<<<<

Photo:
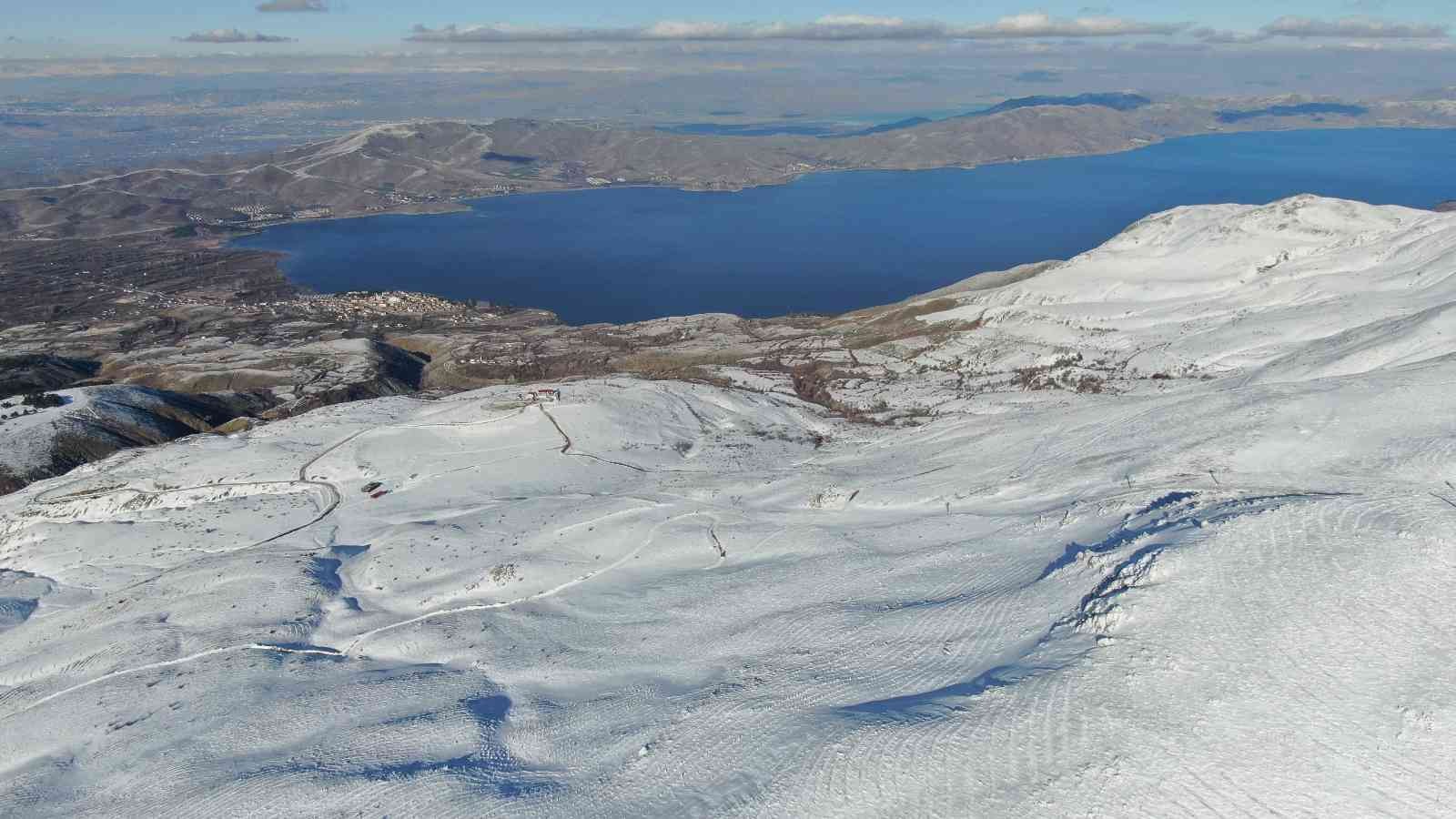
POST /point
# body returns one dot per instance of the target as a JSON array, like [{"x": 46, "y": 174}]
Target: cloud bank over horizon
[
  {"x": 232, "y": 35},
  {"x": 856, "y": 28},
  {"x": 288, "y": 6},
  {"x": 834, "y": 28}
]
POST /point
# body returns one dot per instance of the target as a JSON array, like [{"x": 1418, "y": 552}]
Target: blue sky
[{"x": 152, "y": 24}]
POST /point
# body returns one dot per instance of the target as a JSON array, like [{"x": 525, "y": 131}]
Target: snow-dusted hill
[{"x": 1219, "y": 593}]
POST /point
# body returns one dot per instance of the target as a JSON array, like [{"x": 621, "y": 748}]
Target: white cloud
[
  {"x": 1359, "y": 28},
  {"x": 839, "y": 28},
  {"x": 295, "y": 6},
  {"x": 232, "y": 35}
]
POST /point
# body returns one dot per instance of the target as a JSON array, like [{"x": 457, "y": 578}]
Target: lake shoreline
[{"x": 626, "y": 239}]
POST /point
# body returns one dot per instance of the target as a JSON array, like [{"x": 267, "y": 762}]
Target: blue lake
[{"x": 834, "y": 242}]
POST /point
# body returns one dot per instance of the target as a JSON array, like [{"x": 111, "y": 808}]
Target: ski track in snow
[{"x": 1201, "y": 596}]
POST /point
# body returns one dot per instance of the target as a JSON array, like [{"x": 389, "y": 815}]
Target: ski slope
[{"x": 1223, "y": 593}]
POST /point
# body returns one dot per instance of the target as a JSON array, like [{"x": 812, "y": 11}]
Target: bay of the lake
[{"x": 834, "y": 242}]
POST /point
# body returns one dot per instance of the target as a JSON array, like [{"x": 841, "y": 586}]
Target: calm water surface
[{"x": 834, "y": 242}]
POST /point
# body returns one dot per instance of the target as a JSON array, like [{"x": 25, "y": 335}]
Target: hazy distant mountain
[
  {"x": 1161, "y": 530},
  {"x": 427, "y": 165}
]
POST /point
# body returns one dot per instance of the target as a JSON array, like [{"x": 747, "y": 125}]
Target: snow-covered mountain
[{"x": 1212, "y": 581}]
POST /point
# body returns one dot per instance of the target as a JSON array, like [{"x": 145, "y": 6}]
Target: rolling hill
[{"x": 1161, "y": 530}]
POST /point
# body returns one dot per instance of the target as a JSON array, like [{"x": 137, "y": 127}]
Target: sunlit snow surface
[{"x": 1220, "y": 596}]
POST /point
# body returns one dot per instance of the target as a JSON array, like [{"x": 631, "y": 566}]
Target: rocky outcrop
[
  {"x": 38, "y": 372},
  {"x": 99, "y": 421}
]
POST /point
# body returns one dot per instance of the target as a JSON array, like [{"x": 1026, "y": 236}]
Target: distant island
[{"x": 429, "y": 167}]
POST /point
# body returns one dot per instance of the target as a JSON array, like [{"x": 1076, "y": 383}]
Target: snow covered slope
[{"x": 1208, "y": 596}]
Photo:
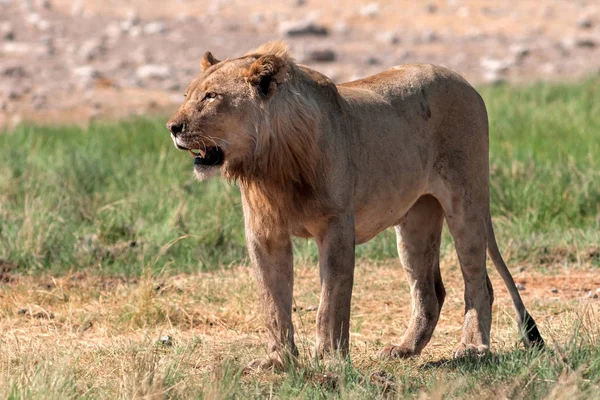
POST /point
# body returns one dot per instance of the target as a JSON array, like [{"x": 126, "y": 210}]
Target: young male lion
[{"x": 406, "y": 148}]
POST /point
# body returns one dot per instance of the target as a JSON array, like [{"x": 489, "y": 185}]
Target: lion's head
[{"x": 246, "y": 115}]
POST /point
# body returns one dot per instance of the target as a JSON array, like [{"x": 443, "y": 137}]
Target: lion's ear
[
  {"x": 266, "y": 73},
  {"x": 208, "y": 60}
]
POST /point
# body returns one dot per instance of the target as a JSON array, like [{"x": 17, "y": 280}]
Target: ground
[
  {"x": 76, "y": 61},
  {"x": 84, "y": 334},
  {"x": 122, "y": 277}
]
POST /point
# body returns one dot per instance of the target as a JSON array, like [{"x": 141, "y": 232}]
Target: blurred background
[{"x": 79, "y": 60}]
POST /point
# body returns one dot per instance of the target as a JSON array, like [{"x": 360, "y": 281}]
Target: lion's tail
[{"x": 529, "y": 331}]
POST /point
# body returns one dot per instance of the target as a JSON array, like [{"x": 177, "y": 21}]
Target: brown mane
[{"x": 282, "y": 178}]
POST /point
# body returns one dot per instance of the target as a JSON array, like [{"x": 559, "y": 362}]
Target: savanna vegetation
[{"x": 107, "y": 244}]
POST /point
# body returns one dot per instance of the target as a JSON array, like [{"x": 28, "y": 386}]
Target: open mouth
[{"x": 212, "y": 156}]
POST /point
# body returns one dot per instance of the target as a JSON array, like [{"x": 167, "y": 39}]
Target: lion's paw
[{"x": 467, "y": 350}]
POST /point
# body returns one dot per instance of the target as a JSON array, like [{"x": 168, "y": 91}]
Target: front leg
[
  {"x": 272, "y": 260},
  {"x": 336, "y": 266}
]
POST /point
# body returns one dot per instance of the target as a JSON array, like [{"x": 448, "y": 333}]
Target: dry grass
[{"x": 83, "y": 335}]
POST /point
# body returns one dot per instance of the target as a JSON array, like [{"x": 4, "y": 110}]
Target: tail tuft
[{"x": 531, "y": 335}]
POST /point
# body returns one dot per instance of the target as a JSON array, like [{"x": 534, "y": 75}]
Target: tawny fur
[{"x": 406, "y": 148}]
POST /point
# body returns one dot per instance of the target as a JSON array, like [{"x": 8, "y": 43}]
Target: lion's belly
[{"x": 385, "y": 208}]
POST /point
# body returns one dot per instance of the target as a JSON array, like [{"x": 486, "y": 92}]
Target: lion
[{"x": 406, "y": 148}]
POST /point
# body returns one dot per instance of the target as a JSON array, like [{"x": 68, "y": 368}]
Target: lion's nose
[{"x": 175, "y": 127}]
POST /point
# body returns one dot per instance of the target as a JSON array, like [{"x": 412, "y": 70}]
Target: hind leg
[
  {"x": 419, "y": 235},
  {"x": 467, "y": 226}
]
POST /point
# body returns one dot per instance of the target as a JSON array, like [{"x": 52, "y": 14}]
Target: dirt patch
[{"x": 76, "y": 61}]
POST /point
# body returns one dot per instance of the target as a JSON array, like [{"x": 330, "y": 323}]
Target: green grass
[{"x": 118, "y": 197}]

>>>>

Output all of the entries verbatim, leaving out any images.

Photo:
POST /point
# body returns one dot per instance of the target as a JSON array, like [{"x": 46, "y": 174}]
Target: cloud bank over horizon
[
  {"x": 232, "y": 35},
  {"x": 856, "y": 28},
  {"x": 288, "y": 6},
  {"x": 834, "y": 28}
]
POST /point
# body returns one dot per instance of the target as a JSON array, like [{"x": 1418, "y": 552}]
Target: blue sky
[{"x": 152, "y": 24}]
POST /point
# body returns one dot per instance of the target as a JSON array, like [{"x": 525, "y": 131}]
Target: snow-dusted hill
[{"x": 1219, "y": 593}]
POST /point
# body returns one dot per instance of the target as a JSON array, like [{"x": 621, "y": 748}]
Target: white cloud
[
  {"x": 1359, "y": 28},
  {"x": 839, "y": 28},
  {"x": 295, "y": 6},
  {"x": 232, "y": 35}
]
POST /point
# body returns one dot per instance of the target as a JSON array, like [{"x": 457, "y": 578}]
Target: lake shoreline
[{"x": 626, "y": 239}]
POST /point
# body returns one dot per instance of the target as a JSON array, like [{"x": 267, "y": 762}]
Target: blue lake
[{"x": 834, "y": 242}]
POST /point
# body returns one dot per instance of the target as a JSON array, like [{"x": 111, "y": 808}]
Target: ski track in snow
[{"x": 1201, "y": 596}]
POST /point
# body returns one dot per instance of the target as a JSON array, like [{"x": 389, "y": 815}]
Target: ski slope
[{"x": 1223, "y": 593}]
POST /point
# body returns one dot per instance of the target as a JSON array, like [{"x": 812, "y": 11}]
Target: bay of the lake
[{"x": 834, "y": 242}]
POST /point
# body returns one dot per instance of the target as a JSON array, like [{"x": 841, "y": 586}]
Target: calm water surface
[{"x": 834, "y": 242}]
POST /point
# body returns one dot per instance of the target as a JSON array, like [{"x": 25, "y": 335}]
Target: hazy distant mountain
[
  {"x": 1161, "y": 530},
  {"x": 427, "y": 165}
]
POST /point
# body returns one dot per instance of the target as a JSON array, like [{"x": 747, "y": 125}]
Target: snow-covered mountain
[{"x": 1212, "y": 581}]
POST /point
# body returns one dot per instance of the target as a JSON array, like [{"x": 145, "y": 6}]
Target: rolling hill
[{"x": 1161, "y": 530}]
POST /point
# body returns one dot per instance of the target as a JSON array, like [{"x": 137, "y": 127}]
Target: sunlit snow surface
[{"x": 1220, "y": 596}]
POST /point
# body returns one dot per instance of the target as a JSON array, like [{"x": 631, "y": 566}]
Target: rocky outcrop
[
  {"x": 38, "y": 372},
  {"x": 99, "y": 421}
]
POST /point
# body returns one dot per instance of the target as a JSON array, like [{"x": 1026, "y": 236}]
Target: distant island
[{"x": 429, "y": 167}]
POST /point
# body returns one dot per instance of the target as a JSON array, like [{"x": 1076, "y": 383}]
Target: snow covered slope
[{"x": 1208, "y": 596}]
Photo:
POST /point
# body returns one dot per instance of the target as a JSON array, like [{"x": 126, "y": 210}]
Target: young male lion
[{"x": 406, "y": 148}]
POST /point
# body returns one dot per instance of the target as a JSON array, like [{"x": 489, "y": 185}]
Target: lion's head
[{"x": 246, "y": 115}]
POST /point
# body returns one dot per instance of the target as a JSON array, like [{"x": 443, "y": 137}]
Target: lion's ear
[
  {"x": 266, "y": 73},
  {"x": 208, "y": 60}
]
POST /point
# body returns one dot per instance of the target as a JSON array, like [{"x": 17, "y": 280}]
Target: ground
[
  {"x": 76, "y": 61},
  {"x": 84, "y": 334},
  {"x": 122, "y": 277}
]
POST /point
# body returns one dot per instance of the target as a JSON array, like [{"x": 141, "y": 232}]
Target: blurred background
[{"x": 79, "y": 60}]
POST /point
# body returns one dot per instance of the target as a JSON array, like [{"x": 360, "y": 281}]
Target: lion's tail
[{"x": 529, "y": 331}]
POST /point
# body returns one dot per instance of the target as a JSON array, like [{"x": 177, "y": 21}]
Target: brown mane
[{"x": 282, "y": 178}]
POST /point
# body returns one dot per instance of the target as a JSON array, like [{"x": 559, "y": 362}]
Target: savanna vegetation
[{"x": 107, "y": 244}]
POST /point
# body returns one dot per instance of the target as a JSON array, like [{"x": 28, "y": 386}]
Target: open mouth
[{"x": 212, "y": 156}]
POST /point
# body returns one dot per instance of the target as a JSON array, like [{"x": 167, "y": 39}]
Target: lion's paw
[{"x": 467, "y": 350}]
POST /point
# body returns one dot per instance of the target as a JSON array, like [{"x": 168, "y": 91}]
Target: front leg
[
  {"x": 272, "y": 260},
  {"x": 336, "y": 266}
]
POST /point
# body returns one dot per instance of the target as a JSON array, like [{"x": 448, "y": 333}]
Target: dry grass
[{"x": 83, "y": 335}]
POST /point
# body returns one dot per instance of the target as a JSON array, like [{"x": 4, "y": 110}]
Target: tail tuft
[{"x": 531, "y": 335}]
POST /point
# body returns one dot per instance of the target as a JSON array, like [{"x": 534, "y": 75}]
Target: tawny fur
[{"x": 406, "y": 148}]
POST /point
# body returns one dot per instance of the target as a JSON array, like [{"x": 8, "y": 43}]
Target: lion's belly
[{"x": 385, "y": 208}]
POST /point
# body returns one dot per instance of the target as a JSON array, like [{"x": 486, "y": 92}]
Target: lion
[{"x": 406, "y": 148}]
POST /point
# body returns one dot per instance of the target as a JSON array, like [{"x": 68, "y": 368}]
Target: lion's nose
[{"x": 175, "y": 127}]
POST /point
# body returns one dot per instance of the target as a JSON array, like [{"x": 412, "y": 70}]
Target: hind leg
[
  {"x": 419, "y": 235},
  {"x": 467, "y": 226}
]
POST /point
# body returns one dot per instance of the target as a JSON array, like [{"x": 52, "y": 14}]
Target: dirt patch
[{"x": 76, "y": 61}]
POST /point
# body returns one dot per instance of the target as a JSON array, like [{"x": 330, "y": 323}]
Target: green grass
[{"x": 118, "y": 197}]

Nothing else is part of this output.